▶ **Belge alıntısı**
----

Zaman Gazetesi'nin "belge-sel" niteliği!
Zaman gazetesinin arşivi ne yazık ki hem resmi çevrelerce hem gayrı resmi çevrelerce internet ortamından silindi, yasaklandı... Oysa tarihe ibretlik belgeler olarak kalması için titizce koruması gerekiyor Zaman arşivini...
Ergenekon davalarının tam hız devam ettiği ve emperyalizmin içsel uzantılarının projeler üretip Türkiye'nin emperyalist politikalar doğrultusunda tasfiyesini amaçlayan kendi darbeleri için alan temizliği yaptıkları günlerin Zaman gazetesi, özellikle bu anlamda tam anlamıyla tarihsel bir belge niteliğindedir.
Tesadüfen elde kalmış 10 Şubat 2010 Çarşamba tarihli Zaman gazetesinin ana sayfasında yeni seçilen CHP İstanbul İl Başkanı hanfendinin "Ergenekon" davaları hakkındaki düşüncelerini sergilediği demecini gördük.

----

▶ **İşaretleme veri kümesinden satırlar**
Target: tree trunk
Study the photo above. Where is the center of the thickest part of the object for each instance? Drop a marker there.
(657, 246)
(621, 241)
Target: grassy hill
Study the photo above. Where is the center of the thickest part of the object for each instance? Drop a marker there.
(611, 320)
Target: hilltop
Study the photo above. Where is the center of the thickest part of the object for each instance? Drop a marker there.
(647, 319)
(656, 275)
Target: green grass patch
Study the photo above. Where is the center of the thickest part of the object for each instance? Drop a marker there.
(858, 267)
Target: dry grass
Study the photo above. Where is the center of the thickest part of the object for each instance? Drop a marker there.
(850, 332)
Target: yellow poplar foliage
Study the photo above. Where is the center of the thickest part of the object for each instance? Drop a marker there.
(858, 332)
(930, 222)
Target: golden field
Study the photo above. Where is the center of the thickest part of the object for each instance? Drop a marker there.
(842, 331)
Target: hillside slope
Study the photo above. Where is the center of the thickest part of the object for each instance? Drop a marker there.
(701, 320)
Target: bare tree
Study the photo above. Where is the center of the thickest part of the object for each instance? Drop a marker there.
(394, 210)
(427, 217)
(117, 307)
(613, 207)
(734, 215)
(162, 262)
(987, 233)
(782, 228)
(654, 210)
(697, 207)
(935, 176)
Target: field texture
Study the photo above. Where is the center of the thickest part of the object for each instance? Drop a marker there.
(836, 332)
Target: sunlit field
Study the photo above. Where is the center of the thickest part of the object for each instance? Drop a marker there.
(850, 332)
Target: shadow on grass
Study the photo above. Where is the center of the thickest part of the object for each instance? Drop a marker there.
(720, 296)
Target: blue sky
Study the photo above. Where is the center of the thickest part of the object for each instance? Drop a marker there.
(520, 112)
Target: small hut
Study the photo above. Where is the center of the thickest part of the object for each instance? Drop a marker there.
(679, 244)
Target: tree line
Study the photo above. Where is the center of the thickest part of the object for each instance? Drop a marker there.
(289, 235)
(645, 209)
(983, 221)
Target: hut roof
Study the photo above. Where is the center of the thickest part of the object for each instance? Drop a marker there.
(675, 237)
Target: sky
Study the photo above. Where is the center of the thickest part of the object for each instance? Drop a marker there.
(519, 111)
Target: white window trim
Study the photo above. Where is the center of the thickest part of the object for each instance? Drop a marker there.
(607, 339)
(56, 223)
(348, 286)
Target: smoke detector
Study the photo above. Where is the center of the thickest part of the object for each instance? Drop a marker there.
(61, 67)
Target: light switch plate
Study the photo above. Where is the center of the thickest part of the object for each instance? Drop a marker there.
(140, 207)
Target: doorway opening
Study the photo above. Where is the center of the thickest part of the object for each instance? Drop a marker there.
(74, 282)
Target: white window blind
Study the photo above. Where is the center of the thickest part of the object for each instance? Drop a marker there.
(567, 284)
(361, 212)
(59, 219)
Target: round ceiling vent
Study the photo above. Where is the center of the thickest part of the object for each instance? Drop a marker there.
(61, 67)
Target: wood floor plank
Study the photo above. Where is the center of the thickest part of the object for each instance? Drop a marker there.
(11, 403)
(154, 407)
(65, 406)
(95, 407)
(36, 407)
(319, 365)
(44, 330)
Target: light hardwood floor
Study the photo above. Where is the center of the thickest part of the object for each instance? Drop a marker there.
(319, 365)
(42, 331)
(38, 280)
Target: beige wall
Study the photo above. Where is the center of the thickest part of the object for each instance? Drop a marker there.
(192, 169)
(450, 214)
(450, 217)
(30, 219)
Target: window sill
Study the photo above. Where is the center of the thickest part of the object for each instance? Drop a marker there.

----

▶ **Çözülecek görevler**
1. Aşağıdaki ifadelerin Zaman gazetesi arşivi hakkındaki yazıyla uyuşup uyuşmadığını evet ya da hayır ile belirtin. Her yanıtın yanına yazıdaki belirleyici sözleri aynen aktarın.
(a) Zaman gazetesinin arşivi yalnızca resmi çevrelerce internet ortamından silinmiştir.
(b) Elde kalan Zaman gazetesi 10 Şubat 2010 Çarşamba tarihlidir.
(c) Ana sayfadaki demeç, yeni seçilen CHP İstanbul İl Başkanına aittir.
2. Zaman gazetesi arşivi hakkındaki yazıyı kaldığı yerden sürdürün.
Veriler, Zaman gazetesi arşivi hakkındaki yazıyla ilgisizdir.

▶ **Görev yanıtları**
1.
(a) Hayır: "hem resmi çevrelerce hem gayrı resmi çevrelerce internet ortamından silindi"
(b) Evet: "10 Şubat 2010 Çarşamba tarihli Zaman gazetesinin"
(c) Evet: "yeni seçilen CHP İstanbul İl Başkanı hanfendinin "Ergenekon" davaları hakkındaki düşüncelerini sergilediği demecini"

2.
Dr. Canan Kaftancıoğlu, emperyalizmin (daha sonra anlaşılacağı üzere) 15 Temmuz darbe girişimine ordu içinde ve dışında kendisine engel olabilecek olası tüm güçleri tasfiye operasyonu olduğu anlaşılan ve ABD-AB-AKP-HDP-FETÖ gibi parti ve örgütlerin desteklediği ama CHP tabanı ve yönetiminin asla desteklemediği “Ergenekon” davası olarak adlandırılan davaları kutsuyor ve tutuklanan subay öğretim görevlisi bilim insanı herkesi suçlayarak “30 yıllık hasretin bittiği”ni söylüyor...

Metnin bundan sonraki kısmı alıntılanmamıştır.